Exercise task:
From the text on the Bruthers below, extract the passage starting at "- Origin: Pearl" and ending at "in the genre.", copying it word for word.

Given text:
- Origin: Pearl River, New York, United States
- Genres: Garage rock
- Years active: 1965–1966
- Label: RCA
- Past members: Alf Delia; Frank Delia; Mike Delia; Joe Delia;

= The Bruthers =

American garage rock band

The Bruthers were an American garage rock band from Pearl River, New York, active in the mid to late 1960s, and whose membership consisted the four brothers, Alf, Frank, Mike, and Joe of the Delia family. They recorded several songs for RCA records, of which, "Bad Way to Go" is the best known. The song is included on the compilation album, Pebbles Vol. 8, and is regarded by enthusiasts and collectors as a classic in the genre.

==History==

The four Delia brothers started playing as a group in the early 1960s. They were signed with manager, Sid Bernstein, best known for promoting the Beatles' Shea Stadium concerts in New York City, and who managed successful acts, such as The Young Rascals and The Blues Project. Bernstein was able to arrange a recording contract with RCA Records. In 1966, they released the single, "Bad Way to Go" / "Bad Love." Though its A-side has come to be regarded as a classic in garage rock, the single failed to chart. Also that year, one of their unreleased songs, "Rock It to Me," was used as background music for the Muppets' first network TV appearance on the September 18 episode of The Ed Sullivan Show. Though the Bruthers continued to recorded several more songs for RCA, such as "The Courtship Of Rapunzel," which would later be included on the Garage Beat '66 Vol. 6: Speak of the Devil compilation issued by Sundazed, they were soon dropped from the label, and broke up in 1967.

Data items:
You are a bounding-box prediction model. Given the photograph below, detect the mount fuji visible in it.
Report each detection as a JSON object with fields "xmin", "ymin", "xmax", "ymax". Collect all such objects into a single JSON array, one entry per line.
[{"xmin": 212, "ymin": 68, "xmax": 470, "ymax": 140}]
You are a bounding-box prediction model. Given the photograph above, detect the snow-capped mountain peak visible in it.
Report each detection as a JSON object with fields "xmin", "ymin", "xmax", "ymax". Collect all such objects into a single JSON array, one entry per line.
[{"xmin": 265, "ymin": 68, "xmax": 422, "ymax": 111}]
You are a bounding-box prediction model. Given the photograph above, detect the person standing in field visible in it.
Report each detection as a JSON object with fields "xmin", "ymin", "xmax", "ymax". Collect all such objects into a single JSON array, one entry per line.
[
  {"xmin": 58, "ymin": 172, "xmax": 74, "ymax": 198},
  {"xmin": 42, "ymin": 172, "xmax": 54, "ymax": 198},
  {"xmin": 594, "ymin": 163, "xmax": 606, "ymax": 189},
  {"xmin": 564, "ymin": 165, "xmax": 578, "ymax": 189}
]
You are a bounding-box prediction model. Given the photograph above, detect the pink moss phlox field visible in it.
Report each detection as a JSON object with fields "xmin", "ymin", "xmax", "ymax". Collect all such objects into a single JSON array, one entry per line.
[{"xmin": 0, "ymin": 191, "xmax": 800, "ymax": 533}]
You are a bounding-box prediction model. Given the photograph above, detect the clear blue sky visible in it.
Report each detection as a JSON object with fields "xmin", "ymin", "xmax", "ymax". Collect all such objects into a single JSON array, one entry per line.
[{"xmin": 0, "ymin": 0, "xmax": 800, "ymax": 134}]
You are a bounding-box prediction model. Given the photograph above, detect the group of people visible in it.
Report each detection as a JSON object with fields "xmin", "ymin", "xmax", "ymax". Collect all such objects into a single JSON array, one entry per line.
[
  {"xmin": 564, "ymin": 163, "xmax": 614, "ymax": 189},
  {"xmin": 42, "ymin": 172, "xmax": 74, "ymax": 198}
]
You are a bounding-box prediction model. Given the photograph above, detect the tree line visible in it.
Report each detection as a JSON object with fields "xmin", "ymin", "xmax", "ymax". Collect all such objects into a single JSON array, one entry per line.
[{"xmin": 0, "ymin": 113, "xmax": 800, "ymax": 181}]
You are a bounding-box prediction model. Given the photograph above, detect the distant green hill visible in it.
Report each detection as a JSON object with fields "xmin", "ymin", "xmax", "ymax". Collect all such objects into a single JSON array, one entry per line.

Answer in full:
- Origin: Pearl River, New York, United States
- Genres: Garage rock
- Years active: 1965–1966
- Label: RCA
- Past members: Alf Delia; Frank Delia; Mike Delia; Joe Delia;

= The Bruthers =

American garage rock band

The Bruthers were an American garage rock band from Pearl River, New York, active in the mid to late 1960s, and whose membership consisted the four brothers, Alf, Frank, Mike, and Joe of the Delia family. They recorded several songs for RCA records, of which, "Bad Way to Go" is the best known. The song is included on the compilation album, Pebbles Vol. 8, and is regarded by enthusiasts and collectors as a classic in the genre.